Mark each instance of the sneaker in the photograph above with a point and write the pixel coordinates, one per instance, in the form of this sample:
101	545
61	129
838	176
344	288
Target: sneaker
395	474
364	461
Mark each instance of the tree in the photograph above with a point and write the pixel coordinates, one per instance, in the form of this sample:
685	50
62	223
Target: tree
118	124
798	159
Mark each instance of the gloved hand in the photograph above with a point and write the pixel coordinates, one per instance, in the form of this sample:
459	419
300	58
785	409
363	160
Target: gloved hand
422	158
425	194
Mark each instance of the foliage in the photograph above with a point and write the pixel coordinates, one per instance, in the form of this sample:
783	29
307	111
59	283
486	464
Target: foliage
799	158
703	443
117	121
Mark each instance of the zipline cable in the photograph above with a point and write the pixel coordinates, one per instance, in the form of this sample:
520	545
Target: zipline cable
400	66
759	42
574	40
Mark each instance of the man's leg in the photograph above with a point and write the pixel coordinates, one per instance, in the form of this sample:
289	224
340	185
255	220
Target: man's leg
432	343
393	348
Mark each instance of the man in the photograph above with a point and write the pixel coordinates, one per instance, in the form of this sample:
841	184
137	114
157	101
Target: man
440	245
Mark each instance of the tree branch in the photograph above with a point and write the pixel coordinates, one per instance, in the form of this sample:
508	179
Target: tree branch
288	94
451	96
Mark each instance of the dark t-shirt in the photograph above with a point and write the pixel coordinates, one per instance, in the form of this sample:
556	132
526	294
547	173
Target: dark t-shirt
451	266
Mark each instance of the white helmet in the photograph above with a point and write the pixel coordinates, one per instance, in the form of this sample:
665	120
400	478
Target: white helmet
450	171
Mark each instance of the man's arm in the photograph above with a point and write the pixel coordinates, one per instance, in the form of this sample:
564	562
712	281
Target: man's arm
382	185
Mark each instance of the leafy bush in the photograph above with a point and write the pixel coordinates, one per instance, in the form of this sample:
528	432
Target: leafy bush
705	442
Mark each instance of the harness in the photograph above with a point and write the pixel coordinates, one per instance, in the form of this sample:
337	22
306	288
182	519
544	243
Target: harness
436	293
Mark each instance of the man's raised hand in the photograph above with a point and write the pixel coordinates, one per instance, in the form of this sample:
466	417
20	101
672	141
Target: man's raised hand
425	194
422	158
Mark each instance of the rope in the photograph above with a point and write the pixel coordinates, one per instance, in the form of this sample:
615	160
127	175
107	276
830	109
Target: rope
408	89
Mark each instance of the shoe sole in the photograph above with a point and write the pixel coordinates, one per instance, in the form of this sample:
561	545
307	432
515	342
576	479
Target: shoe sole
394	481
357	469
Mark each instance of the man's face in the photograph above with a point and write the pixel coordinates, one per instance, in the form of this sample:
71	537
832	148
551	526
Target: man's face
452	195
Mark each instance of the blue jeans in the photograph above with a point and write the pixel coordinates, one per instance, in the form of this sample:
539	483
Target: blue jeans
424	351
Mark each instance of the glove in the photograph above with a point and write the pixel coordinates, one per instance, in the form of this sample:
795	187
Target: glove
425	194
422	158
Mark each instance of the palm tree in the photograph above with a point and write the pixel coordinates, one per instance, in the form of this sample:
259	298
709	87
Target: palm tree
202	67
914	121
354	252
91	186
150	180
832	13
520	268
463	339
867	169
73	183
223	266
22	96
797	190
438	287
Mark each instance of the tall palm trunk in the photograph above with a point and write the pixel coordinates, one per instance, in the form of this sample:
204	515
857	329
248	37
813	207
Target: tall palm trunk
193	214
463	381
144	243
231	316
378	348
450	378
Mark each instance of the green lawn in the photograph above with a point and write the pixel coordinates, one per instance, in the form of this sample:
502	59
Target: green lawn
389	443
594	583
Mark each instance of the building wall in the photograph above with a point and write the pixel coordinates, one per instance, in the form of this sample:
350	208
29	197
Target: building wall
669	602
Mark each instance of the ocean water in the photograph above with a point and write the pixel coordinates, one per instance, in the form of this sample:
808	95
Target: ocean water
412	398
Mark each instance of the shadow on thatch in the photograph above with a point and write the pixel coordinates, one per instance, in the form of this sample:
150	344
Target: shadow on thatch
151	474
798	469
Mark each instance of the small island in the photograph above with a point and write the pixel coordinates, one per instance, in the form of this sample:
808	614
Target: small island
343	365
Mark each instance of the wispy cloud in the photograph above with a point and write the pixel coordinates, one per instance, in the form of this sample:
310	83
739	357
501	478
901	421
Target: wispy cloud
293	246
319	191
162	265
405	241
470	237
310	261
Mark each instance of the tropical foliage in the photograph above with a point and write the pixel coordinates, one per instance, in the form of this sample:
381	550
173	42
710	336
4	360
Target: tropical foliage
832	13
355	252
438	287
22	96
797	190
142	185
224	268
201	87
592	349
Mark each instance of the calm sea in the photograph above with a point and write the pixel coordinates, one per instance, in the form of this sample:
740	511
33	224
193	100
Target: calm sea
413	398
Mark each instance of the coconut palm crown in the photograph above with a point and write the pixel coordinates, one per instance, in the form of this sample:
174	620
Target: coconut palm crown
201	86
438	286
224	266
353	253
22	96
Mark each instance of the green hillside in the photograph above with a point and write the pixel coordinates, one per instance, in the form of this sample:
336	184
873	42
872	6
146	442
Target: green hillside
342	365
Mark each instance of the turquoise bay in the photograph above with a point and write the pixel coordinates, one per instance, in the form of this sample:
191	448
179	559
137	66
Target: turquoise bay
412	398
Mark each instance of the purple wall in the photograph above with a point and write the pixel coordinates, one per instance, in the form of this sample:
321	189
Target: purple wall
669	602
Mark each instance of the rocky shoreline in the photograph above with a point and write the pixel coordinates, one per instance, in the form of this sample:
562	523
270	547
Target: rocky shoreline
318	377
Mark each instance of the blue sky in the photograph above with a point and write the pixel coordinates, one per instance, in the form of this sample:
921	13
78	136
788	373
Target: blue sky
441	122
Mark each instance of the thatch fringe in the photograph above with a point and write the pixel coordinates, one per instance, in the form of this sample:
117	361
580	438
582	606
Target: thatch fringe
......
* Instructions to follow *
Go through the material above, and wherever a line holds the word "fringe", copy it.

* Solution for this problem *
Mark each instance of the thatch fringe in the photograph above with a point and write the pixel coordinates, one per instance, in the form of this sample:
Target: thatch fringe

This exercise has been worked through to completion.